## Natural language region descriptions
--------------------

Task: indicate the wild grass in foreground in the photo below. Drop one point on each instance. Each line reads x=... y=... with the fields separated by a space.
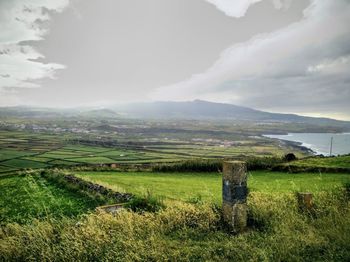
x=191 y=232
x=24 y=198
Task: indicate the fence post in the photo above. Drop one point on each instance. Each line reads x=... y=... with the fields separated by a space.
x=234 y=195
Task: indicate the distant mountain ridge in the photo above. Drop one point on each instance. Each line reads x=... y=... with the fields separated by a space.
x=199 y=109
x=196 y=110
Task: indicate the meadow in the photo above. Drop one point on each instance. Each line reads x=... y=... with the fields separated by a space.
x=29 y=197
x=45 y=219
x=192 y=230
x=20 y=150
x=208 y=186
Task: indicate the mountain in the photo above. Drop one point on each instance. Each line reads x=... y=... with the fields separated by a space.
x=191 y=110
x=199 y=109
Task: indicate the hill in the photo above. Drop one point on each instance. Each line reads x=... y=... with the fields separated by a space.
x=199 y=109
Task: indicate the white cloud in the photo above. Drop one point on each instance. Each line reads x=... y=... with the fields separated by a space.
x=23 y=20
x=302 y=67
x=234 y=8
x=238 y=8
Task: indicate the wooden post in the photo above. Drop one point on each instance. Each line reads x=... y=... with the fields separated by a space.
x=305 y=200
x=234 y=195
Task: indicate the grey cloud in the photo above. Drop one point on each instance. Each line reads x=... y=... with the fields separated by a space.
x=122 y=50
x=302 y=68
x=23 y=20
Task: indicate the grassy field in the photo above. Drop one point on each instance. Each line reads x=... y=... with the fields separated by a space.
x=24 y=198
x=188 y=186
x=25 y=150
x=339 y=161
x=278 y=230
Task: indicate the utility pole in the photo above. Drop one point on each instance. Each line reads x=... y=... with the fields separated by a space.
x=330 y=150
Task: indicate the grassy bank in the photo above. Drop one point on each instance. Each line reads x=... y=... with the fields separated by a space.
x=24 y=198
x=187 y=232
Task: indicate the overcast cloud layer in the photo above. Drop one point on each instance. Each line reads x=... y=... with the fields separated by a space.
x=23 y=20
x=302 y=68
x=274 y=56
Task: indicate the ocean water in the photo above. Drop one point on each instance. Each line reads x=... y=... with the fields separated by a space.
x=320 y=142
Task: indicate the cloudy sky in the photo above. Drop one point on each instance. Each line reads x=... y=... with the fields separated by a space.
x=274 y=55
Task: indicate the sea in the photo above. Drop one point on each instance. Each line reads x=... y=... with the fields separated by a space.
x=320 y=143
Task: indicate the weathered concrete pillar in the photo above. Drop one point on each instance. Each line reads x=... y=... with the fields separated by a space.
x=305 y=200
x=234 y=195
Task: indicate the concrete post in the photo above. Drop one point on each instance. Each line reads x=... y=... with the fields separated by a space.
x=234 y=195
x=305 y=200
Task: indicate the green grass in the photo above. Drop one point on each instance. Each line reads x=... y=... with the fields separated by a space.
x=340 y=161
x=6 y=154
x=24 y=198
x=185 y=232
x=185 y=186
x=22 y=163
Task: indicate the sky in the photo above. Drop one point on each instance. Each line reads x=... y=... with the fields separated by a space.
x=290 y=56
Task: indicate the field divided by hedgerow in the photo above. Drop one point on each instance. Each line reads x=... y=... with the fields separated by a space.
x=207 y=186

--------------------

## AIM OF THE EXERCISE
Omit the pictures and copy the records above exactly.

## SOLUTION TO THIS TASK
Task: indicate the wild grass in foreground in the photo below. Drop one point on each instance. Each line reads x=... y=... with the fields separated by a space.
x=191 y=232
x=24 y=198
Task: indicate the fence post in the photo above. Drop one point on each instance. Each line reads x=... y=... with the fields separated by a space.
x=234 y=195
Task: indicate the distant mountain ridge in the photo above. Drop one point on each instance. Each line reads x=... y=... with the fields separated by a space.
x=199 y=109
x=196 y=110
Task: indicate the meadow in the photo above. Drop one point on each instance. Each line reads x=... y=... with the fields separated by a space.
x=29 y=197
x=45 y=219
x=192 y=230
x=20 y=150
x=208 y=186
Task: indicate the mountain in the photo above. Drop one point on each instance. Each line reads x=... y=... with the fields separated by a space.
x=191 y=110
x=199 y=109
Task: indicate the hill in the photo above. Drop one point on each instance. Each line reads x=... y=... with the fields separated by a space.
x=199 y=109
Task: indicate the white cloud in the photo above. Drop one point on each instance. Each line reads x=... y=... with the fields separated by a space.
x=23 y=20
x=302 y=67
x=234 y=8
x=238 y=8
Task: indicate the wooden post in the photo above. Drop one point on each instance. Each line reads x=... y=... with the fields separated by a space.
x=305 y=200
x=234 y=195
Task: indicate the grey cloud in the photo above. Drop one point on each instance. Each line reads x=... y=... with the fields separated by a space.
x=122 y=50
x=302 y=68
x=23 y=20
Task: indicate the grassy field in the photo above. Drop one point on each instance. Each line reads x=... y=... with the fields separated by a space.
x=24 y=198
x=188 y=186
x=25 y=150
x=339 y=161
x=278 y=230
Task: indicate the utility pole in the photo above. Drop one point on each instance. Each line reads x=... y=... with the fields separated by a space.
x=330 y=150
Task: indicate the grassy bank in the photo above. Drop one point on each instance. Each line reads x=... y=... with the fields separated by a space.
x=24 y=198
x=187 y=232
Task: indicate the overcast cloud layer in the photo above. Drop one point on each instance. Each line reads x=... y=... with the fields separated by a space.
x=23 y=20
x=302 y=68
x=274 y=56
Task: indicate the ocean water in the photo above. Drop one point on each instance. Each line reads x=... y=... with the fields separated by a space.
x=320 y=142
Task: indicate the cloudy sky in the photo above. Drop one point on each instance. Each line reads x=... y=... with the fields separated by a space.
x=274 y=55
Task: indicate the sea in the photo above. Drop one point on each instance. Each line reads x=... y=... with the fields separated by a space.
x=320 y=143
Task: indicate the weathered concrete pillar in the photo above. Drop one point on each instance. Each line reads x=... y=... with the fields separated by a space.
x=305 y=200
x=234 y=195
Task: indicate the concrete post in the photo above. Drop one point on each instance. Each line reads x=... y=... with the fields separated by a space.
x=234 y=195
x=305 y=200
Task: indicate the green grass in the photo above. Drop one point on each instance. Each line reads x=... y=... with the fields separated by a space.
x=340 y=161
x=6 y=154
x=24 y=198
x=185 y=232
x=185 y=186
x=22 y=163
Task: indicate the sky in the photo above. Drop one point on each instance. Each line reads x=... y=... with the fields separated by a space.
x=290 y=56
Task: indicate the field divided by hedgerow in the photo above. Drop one point on each instance. Each line reads x=... y=... with the fields separated by a space.
x=207 y=186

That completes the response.